#### Exercise task:
Every entry must be echoed exactly.
------------
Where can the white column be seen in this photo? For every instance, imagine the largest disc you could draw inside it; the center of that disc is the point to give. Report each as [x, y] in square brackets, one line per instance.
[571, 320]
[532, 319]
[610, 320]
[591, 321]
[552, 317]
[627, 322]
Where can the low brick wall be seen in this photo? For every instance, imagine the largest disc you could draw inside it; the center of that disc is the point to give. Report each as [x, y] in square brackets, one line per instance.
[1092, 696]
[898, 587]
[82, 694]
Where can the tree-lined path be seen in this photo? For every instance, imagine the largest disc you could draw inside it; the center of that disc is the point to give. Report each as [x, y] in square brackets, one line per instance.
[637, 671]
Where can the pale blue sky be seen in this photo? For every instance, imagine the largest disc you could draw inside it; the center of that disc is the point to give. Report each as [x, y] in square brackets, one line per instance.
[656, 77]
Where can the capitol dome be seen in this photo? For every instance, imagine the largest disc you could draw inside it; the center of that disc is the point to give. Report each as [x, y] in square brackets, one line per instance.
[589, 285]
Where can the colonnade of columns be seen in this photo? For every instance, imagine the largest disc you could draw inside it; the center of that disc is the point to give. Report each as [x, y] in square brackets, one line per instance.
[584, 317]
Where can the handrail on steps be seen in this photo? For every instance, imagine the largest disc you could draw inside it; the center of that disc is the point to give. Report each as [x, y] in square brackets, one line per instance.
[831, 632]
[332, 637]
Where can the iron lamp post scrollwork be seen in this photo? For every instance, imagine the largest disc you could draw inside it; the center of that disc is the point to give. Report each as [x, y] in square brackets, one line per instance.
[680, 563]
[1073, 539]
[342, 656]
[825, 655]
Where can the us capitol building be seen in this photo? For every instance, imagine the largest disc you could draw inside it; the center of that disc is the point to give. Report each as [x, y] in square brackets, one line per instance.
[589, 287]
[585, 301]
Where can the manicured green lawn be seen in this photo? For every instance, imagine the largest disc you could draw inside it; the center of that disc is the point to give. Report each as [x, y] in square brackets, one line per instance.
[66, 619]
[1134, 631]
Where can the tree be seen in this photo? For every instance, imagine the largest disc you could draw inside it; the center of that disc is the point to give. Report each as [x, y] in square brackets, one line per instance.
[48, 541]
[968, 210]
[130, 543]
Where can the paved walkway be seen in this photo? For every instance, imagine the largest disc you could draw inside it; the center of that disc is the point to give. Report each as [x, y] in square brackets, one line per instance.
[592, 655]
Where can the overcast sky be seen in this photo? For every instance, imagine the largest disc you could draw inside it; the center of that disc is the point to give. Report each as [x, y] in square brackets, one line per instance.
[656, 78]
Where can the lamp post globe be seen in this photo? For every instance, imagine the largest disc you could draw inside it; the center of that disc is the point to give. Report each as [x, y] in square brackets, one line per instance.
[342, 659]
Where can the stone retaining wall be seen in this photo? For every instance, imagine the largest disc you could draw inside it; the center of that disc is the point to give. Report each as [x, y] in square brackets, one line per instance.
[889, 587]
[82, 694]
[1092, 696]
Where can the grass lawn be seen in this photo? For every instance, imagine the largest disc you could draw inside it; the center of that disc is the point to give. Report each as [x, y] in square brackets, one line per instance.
------------
#### Solution to this problem:
Where can the white column be seen in this photo? For every instance, imagine the largest disc you could draw inside it; the center of that disc is the point to give. Report each as [x, y] in square brackets, one line per instance.
[571, 320]
[532, 319]
[610, 320]
[591, 321]
[552, 317]
[627, 322]
Where can the low brick wall be seen in this photo? For every instance, imagine the largest disc you could draw inside it; the center of that disc is the point to give. Report each as [x, y] in square brackets, one line per instance.
[1092, 696]
[898, 587]
[82, 694]
Where can the tree-lined path be seen in this photo? For every instance, imagine the largest disc you could draw inside it; the center of that disc is the point to give. Report each as [x, y] in square brackets, one line per instance.
[637, 671]
Where can the pale blue sky be seen in this photo? For every instance, imagine the largest disc you could draw inside it; the center of that disc is the point to give. Report each as [x, y] in square brackets, one line per instance.
[656, 77]
Where can the capitol dome be seen in this photo? For every instance, imagine the largest disc you could draw inside it; the center of that disc is the point to give. Report each as [x, y] in square brackets, one line per instance.
[589, 285]
Where can the colonnade of columns be seen in this photo? For every instance, imagine the largest disc you could draw inside it; the center of that disc is the point to give. Report each as [x, y] in square brackets, one line per instance.
[584, 317]
Where can the handrail on steps be seen in this photo? For every instance, imagine the largest disc you could draw inside it; the center of that disc is the point to give. Report each as [x, y] in square brackets, one line per instance.
[831, 632]
[332, 637]
Where can the iron lamp post scrollwork be seen in this photo? For every instance, imagine the largest disc you could draw inside it; the center of that disc is the point to give. Report each as [x, y] in square brackets, one line per instance.
[680, 563]
[1073, 539]
[342, 656]
[825, 655]
Where can the us capitol building be seen in this photo? For every instance, imagine the largest disc you could draw inside it; the center of that disc is the point to give. Report each as [x, y] in square brackets, one line per instance.
[589, 287]
[585, 301]
Where can the manicured green lawn be seen in this photo? For every instance, imagine the largest disc you could draw inside it; the center of that disc is the point to give. Report each as [x, y] in square brackets, one line per instance.
[66, 619]
[1134, 631]
Where can the tree be seen in this photo? For every instance, imagine the largest disc you could draw inside it; the center of that disc is the point to give. Report each as [x, y] in square brackets, one line per instance.
[48, 541]
[968, 210]
[130, 543]
Where can the paved walkway be seen in this photo? For every instance, imagine the largest disc you could draw inside it; the center of that disc is the point to give. Report each as [x, y] in square brackets, one line per instance.
[592, 655]
Where can the overcast sky be seen in this photo? For every instance, imagine the largest disc you could draw inside it; the center of that disc is the point to give. Report each as [x, y] in square brackets, one line per instance.
[656, 78]
Where can the lamp post globe be seen in this photo? For every instance, imagine the largest disc you could draw inside it; the center of that disc is the point to give. Report each as [x, y] in square brackets, one line per instance.
[342, 659]
Where can the stone retaining wall be seen in this photo? For every instance, imagine the largest disc you could draw inside it; the center of that disc is the point to give. Report each as [x, y] in square brackets, one line per instance.
[889, 587]
[82, 694]
[1092, 696]
Where can the grass lawn be seen in this photo? For every instance, imagine the largest disc you could draw inside it; the center of that disc is the point to give. Report each as [x, y] in square brackets, one line per instance.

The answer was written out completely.